** Given passage **
____________

Thou kenst not, Percie, howe the ryme should rage,
O! if my temples were distaind with wine,
And girt with girlonds of wild Yvie twine,
How I could reare the Muse on stately stage,
And teache her tread aloft in buskin fine,
With queint Bellona in her equipage!
Reading these words to-day they may well seem to us the charter of the new age of England's song; and the effect is rendered all the more striking by the rhythm of the last line with its prophecy of Marlowe and mighty music to come. Piers, on the other hand, though with less poetic rage, is a truer idealist, and approaches the high things of poetry more reverentially than his Bacchic comrade. When Cuddie, acknowledging his own unworthiness, adds:
For Colin fittes such famous flight to scanne;
He, were he not with love so ill bedight,
Would mount as high, and sing as soote as Swanne;
Piers breaks out in words fitting the poet of the Hymnes:
Ah, fon! for love doth teach him climbe so hie,
And lyftes him up out of the loathsome myre.
And throughout this high discourse the homely names of Piers and Cuddie seem somehow more appropriate, or at least touch us more nearly, than Mantuan's Sylvanus and Candidus, as if, in spite of all Spenser owes to foreign models, he were yet conscious of a latent power of simple native inspiration, capable, when once fully awakened, of standing up naked and unshamed in the presence of Italy and Greece. One might well question whether there is not more of the true spirit of prophecy in this poem of Spenser's than ever went to the composition of Vergil's Pollio.
The 'November,' like the 'April,' consists for the most part of a lay composed in an elaborate stanza--there a panegyric, here an elegy. This time it is sung by Colin himself, and we again find reference to the Rosalind motive. The subject of the threnody is a nymph of the name of Dido, whose identity can only be vaguely conjectured. The chief point of external form in which Spenser has departed from his model, namely Marot's dirge for Loyse de Savoye, and from other pastoral elegies, is in the use of a different form of verse in the actual lament from that in which the setting of the poem is composed. Otherwise he has followed tradition none the less closely for having infused the conventional form with a poetry of his own. The change by which the lament passes into the song of rejoicing is traditional--and though borrowed by Spenser from Marot, is as old as Vergil. Both Browne and Milton later made use of the same device. Spenser writes:
Why wayle we then? why weary we the Gods with playnts,
As if some evill were to her betight?

____________

** Collected material **
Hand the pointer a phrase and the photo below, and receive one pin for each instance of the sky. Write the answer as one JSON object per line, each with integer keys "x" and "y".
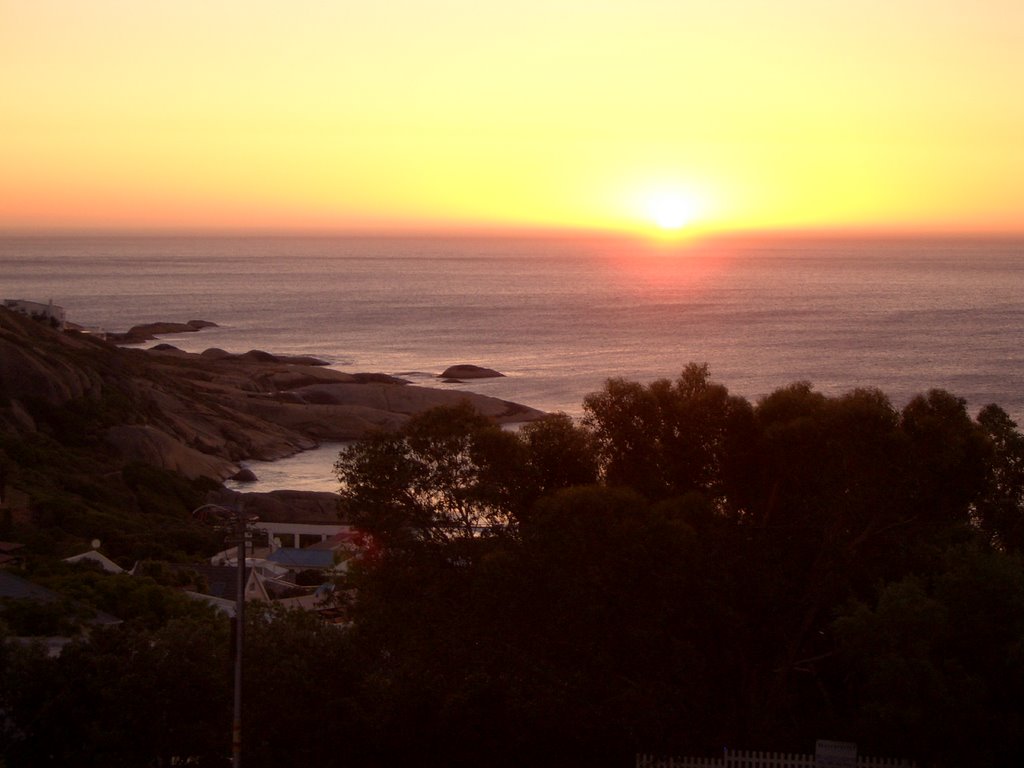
{"x": 406, "y": 116}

____________

** Required work **
a – Sum up the Spenser passage above in two sentences.
b – Render this sentence from the Spenser passage in Spanish: "The subject of the threnody is a nymph of the name of Dido, whose identity can only be vaguely conjectured."
c – For each statement, say whether the Spenser passage supports it. Answer yes or no, and quote the words of the passage that decide it.
(i) Spenser took from Marot the shift by which the lament turns into a song of rejoicing.
(ii) The lay in the 'November' is sung by Piers.
(iii) Piers approaches poetry with more reverence than Cuddie does.

** Per-task outputs **
a – The passage contrasts Cuddie's boast that, with wine, he could raise the Muse on a stately stage with Piers, a truer idealist who approaches the high things of poetry more reverentially. It then describes the 'November' as an elegy sung by Colin for a nymph named Dido, which departs from Marot's dirge chiefly by using a different verse form for the lament but otherwise follows tradition closely.

b – El tema del treno es una ninfa llamada Dido, cuya identidad solo puede conjeturarse vagamente.

c –
(i) Yes: "though borrowed by Spenser from Marot, is as old as Vergil."
(ii) No: "This time it is sung by Colin himself."
(iii) Yes: "approaches the high things of poetry more reverentially than his Bacchic comrade."